Could you write out each entry exactly as it reads?

§ **Referring expression pointing data**
#####

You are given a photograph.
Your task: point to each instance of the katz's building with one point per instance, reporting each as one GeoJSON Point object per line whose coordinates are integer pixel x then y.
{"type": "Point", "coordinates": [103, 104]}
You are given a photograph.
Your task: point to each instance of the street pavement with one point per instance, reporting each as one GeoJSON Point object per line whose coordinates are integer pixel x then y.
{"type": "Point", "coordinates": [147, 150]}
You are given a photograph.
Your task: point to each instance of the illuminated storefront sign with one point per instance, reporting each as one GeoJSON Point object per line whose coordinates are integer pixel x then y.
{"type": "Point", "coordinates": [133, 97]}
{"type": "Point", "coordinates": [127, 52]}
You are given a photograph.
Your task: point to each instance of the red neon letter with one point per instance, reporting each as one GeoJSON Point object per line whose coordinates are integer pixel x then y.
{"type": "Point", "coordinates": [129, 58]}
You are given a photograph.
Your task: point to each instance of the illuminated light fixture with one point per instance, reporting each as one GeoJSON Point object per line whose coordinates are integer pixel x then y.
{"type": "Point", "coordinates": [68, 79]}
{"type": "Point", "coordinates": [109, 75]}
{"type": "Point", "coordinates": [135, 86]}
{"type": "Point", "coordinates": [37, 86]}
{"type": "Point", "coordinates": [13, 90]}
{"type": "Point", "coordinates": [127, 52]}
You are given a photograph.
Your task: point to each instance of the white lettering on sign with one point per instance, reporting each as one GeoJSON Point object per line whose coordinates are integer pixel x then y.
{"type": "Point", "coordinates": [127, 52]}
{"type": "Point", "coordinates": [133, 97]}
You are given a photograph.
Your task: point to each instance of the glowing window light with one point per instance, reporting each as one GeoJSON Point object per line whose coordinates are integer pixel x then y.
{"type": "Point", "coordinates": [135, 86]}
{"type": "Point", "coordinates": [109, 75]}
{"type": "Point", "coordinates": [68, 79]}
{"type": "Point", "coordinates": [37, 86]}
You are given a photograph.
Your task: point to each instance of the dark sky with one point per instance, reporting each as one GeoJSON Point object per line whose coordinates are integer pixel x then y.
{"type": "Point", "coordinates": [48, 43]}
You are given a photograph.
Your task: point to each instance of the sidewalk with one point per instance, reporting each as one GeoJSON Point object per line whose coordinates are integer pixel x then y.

#####

§ **Response area**
You are given a photograph.
Your task: point to each instance of the katz's building with one point per instance, reporting each as one GeoJSON Point object per line whose coordinates are integer pixel x then y.
{"type": "Point", "coordinates": [103, 104]}
You are given a photograph.
Your task: point to each instance of the street pavement with one point per instance, reporting each as one GeoJSON Point object per line whose coordinates are integer pixel x then y.
{"type": "Point", "coordinates": [147, 150]}
You are given a photograph.
Your task: point to each instance of the illuminated storefront sign with one point per instance, reporting each as one GeoJSON Point object per line whose coordinates are integer pixel x then y.
{"type": "Point", "coordinates": [133, 97]}
{"type": "Point", "coordinates": [127, 52]}
You are given a photograph.
Your task: point to each instance of the red neon letter with one point per instance, reporting each as one GeoJSON Point object per line whose coordinates are integer pixel x then y.
{"type": "Point", "coordinates": [129, 58]}
You are given a photograph.
Your task: point to each instance of the illuminated light fixture with one point per instance, reporting each as one GeoJSON Point object per line whose coordinates are integer pixel x then y.
{"type": "Point", "coordinates": [68, 79]}
{"type": "Point", "coordinates": [109, 75]}
{"type": "Point", "coordinates": [135, 86]}
{"type": "Point", "coordinates": [37, 86]}
{"type": "Point", "coordinates": [13, 90]}
{"type": "Point", "coordinates": [127, 52]}
You are given a photograph.
Your task: point to each instance of the white lettering on sign with one point per instance, reporting each as one GeoJSON Point object per line whose coordinates are integer pixel x then y.
{"type": "Point", "coordinates": [127, 52]}
{"type": "Point", "coordinates": [133, 97]}
You are given a photograph.
Your task: point to each instance of the glowing window light with one point per instance, reporting each as one GeoJSON Point object per line whose coordinates are integer pixel x then y.
{"type": "Point", "coordinates": [135, 86]}
{"type": "Point", "coordinates": [109, 75]}
{"type": "Point", "coordinates": [68, 79]}
{"type": "Point", "coordinates": [37, 86]}
You are given a photograph.
Your task: point to each instance of the dark sky with one point per instance, reporting each as one GeoJSON Point object per line whose coordinates are integer pixel x then y.
{"type": "Point", "coordinates": [48, 43]}
You are given a photograph.
Your task: point to each instance of the sidewalk with one point per instance, reporting each as one GeoJSON Point object per line whose coordinates are integer pixel x then y.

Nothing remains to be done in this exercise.